→ Extrait du texte:
········

Cette misanthropie attristée dont on a tant parlé n’était pas innée chez lui, mais venue peu à peu de la constatation permanente de la bêtise, car son âme était naturellement joyeuse et son cœur plein d’élans généreux. Il aimait vivre enfin, et il vivait pleinement, sincèrement, comme on vit avec le tempérament français, chez qui la mélancolie ne rend jamais l’allure désolée qu’elle a chez certains Allemands et chez certains Anglais.

Et puis ne suffit-il pas, pour aimer la vie, d’une longue et puissante passion ? Il l’eut, cette passion, jusqu’à sa mort. Il avait donné, dès sa jeunesse, tout son cœur aux lettres, et il ne le reprit jamais. Il usa son existence dans cette tendresse immodérée, exaltée, passant des nuits fiévreuses, comme les amants, frémissant d’ardeur, défaillant de fatigue après ces heures d’amour épuisant et violent, et repris, chaque matin, dès le réveil, par le besoin de la bien-aimée.

Un jour enfin, il tomba, foudroyé, contre le pied de sa table de travail, tué par elle, la Littérature, tué comme tous les grands passionnés que dévore toujours leur passion.

Guy De Maupassant.

········

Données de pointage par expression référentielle
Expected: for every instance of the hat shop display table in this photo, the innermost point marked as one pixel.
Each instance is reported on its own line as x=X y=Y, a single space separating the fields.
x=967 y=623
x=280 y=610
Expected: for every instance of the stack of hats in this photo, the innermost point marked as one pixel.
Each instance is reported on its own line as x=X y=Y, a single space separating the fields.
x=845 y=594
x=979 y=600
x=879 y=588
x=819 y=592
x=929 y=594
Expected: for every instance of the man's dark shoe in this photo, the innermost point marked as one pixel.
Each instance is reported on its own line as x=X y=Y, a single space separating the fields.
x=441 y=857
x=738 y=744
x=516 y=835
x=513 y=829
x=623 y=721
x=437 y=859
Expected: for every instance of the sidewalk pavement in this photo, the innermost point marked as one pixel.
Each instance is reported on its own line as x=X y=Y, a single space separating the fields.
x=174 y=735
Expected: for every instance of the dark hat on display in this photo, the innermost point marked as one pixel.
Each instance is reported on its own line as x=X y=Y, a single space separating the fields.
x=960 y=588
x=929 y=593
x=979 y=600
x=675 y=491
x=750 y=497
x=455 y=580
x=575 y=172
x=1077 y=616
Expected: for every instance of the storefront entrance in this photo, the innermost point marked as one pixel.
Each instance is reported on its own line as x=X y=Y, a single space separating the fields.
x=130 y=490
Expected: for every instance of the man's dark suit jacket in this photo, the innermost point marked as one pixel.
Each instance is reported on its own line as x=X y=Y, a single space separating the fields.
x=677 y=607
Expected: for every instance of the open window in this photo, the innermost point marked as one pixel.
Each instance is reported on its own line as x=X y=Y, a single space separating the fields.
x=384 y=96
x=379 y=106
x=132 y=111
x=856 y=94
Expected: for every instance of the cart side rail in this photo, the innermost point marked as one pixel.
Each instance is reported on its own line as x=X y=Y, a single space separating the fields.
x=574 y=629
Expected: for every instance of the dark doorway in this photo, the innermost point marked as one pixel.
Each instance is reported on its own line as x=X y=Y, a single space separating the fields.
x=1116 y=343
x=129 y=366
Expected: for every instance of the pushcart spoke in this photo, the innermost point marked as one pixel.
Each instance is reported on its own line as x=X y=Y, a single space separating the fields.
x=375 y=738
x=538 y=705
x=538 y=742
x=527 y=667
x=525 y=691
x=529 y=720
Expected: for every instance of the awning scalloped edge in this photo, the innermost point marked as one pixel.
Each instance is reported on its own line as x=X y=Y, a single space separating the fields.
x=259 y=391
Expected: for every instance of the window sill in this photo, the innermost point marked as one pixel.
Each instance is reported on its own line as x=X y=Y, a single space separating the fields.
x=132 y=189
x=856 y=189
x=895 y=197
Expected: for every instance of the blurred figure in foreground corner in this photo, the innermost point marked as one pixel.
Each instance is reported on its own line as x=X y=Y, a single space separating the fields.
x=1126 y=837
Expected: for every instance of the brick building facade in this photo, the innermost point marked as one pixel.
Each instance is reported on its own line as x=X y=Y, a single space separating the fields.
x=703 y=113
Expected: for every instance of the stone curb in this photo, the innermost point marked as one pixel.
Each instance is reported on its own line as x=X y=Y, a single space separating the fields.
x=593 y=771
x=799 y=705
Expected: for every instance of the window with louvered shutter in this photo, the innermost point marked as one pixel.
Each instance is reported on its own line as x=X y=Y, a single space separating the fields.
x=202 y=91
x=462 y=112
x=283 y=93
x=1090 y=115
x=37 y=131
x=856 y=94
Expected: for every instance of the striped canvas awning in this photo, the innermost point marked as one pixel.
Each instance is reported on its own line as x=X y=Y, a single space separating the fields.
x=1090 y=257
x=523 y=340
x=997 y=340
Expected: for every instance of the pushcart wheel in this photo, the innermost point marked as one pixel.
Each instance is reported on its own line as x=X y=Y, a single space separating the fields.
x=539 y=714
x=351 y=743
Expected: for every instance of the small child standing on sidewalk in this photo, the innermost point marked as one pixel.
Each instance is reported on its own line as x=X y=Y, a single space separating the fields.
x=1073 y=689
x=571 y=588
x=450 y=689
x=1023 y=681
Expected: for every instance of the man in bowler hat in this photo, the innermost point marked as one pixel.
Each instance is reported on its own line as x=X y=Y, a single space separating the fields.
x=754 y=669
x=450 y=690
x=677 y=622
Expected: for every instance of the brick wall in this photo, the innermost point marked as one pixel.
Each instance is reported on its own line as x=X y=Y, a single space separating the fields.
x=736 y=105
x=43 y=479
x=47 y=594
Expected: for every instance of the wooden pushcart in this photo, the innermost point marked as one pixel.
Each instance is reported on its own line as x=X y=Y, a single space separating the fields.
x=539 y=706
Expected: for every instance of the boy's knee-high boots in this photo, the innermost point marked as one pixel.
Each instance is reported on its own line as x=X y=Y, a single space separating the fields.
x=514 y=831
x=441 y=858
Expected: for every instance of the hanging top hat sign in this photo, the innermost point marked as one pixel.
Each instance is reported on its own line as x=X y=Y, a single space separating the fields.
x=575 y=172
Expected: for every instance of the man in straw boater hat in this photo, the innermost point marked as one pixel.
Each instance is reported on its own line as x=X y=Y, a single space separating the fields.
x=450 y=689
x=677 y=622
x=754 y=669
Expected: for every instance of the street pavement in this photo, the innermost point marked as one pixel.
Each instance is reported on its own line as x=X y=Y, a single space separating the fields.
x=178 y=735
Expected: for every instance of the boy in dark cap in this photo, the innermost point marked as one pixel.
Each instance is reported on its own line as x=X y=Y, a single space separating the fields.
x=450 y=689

········

→ Consignes de l'exercice:
#1 Comment traduire en anglais cette phrase du texte sur la passion des lettres : « Il avait donné, dès sa jeunesse, tout son cœur aux lettres, et il ne le reprit jamais. » ?
#2 Donnez la suite du texte sur la passion des lettres, en partant de sa dernière phrase.
Les lignes ne sont pas nécessaires pour cet exercice.

→ Réponses par tâche:
#1 From his youth he had given his whole heart to letters, and he never took it back.

#2
… ; il est probable qu’il ne s’écrit qu’une seule prose, si l’on prend ce mot dans le sens lapidaire et définitif où l’entendait un Tite-Live ou un Salluste. Cette prose était jadis, la prose latine ; aujourd’hui c’est la nôtre. Inférieurs dans la poésie aux subtils poètes anglais, initiés à la musique par les maîtres allemands, et aux arts plastiques par nos voisins du Midi, nous sommes les rois absolus de cette forme de la phrase écrite. Et Gustave Flaubert, ce malade de littérature, aura du moins gagné à sa maladie d’avoir été, sa vie durant, un dépositaire de cette royauté, — et un dépositaire qui n’a pas abdiqué.

… La plupart des écrivains pèchent par un excès de confiance dans l’infaillibilité de leur génie. Flaubert aura péché par un excès de défiance envers le sien propre. Noble et fier défaut après tout, car il dérive du plus magnifique des tourments qu’il soit donné à l’homme d’éprouver : le mal de la perfection.

Paul Bourget (Essais de Psychologie contemporaine, II,
Plon, édit.).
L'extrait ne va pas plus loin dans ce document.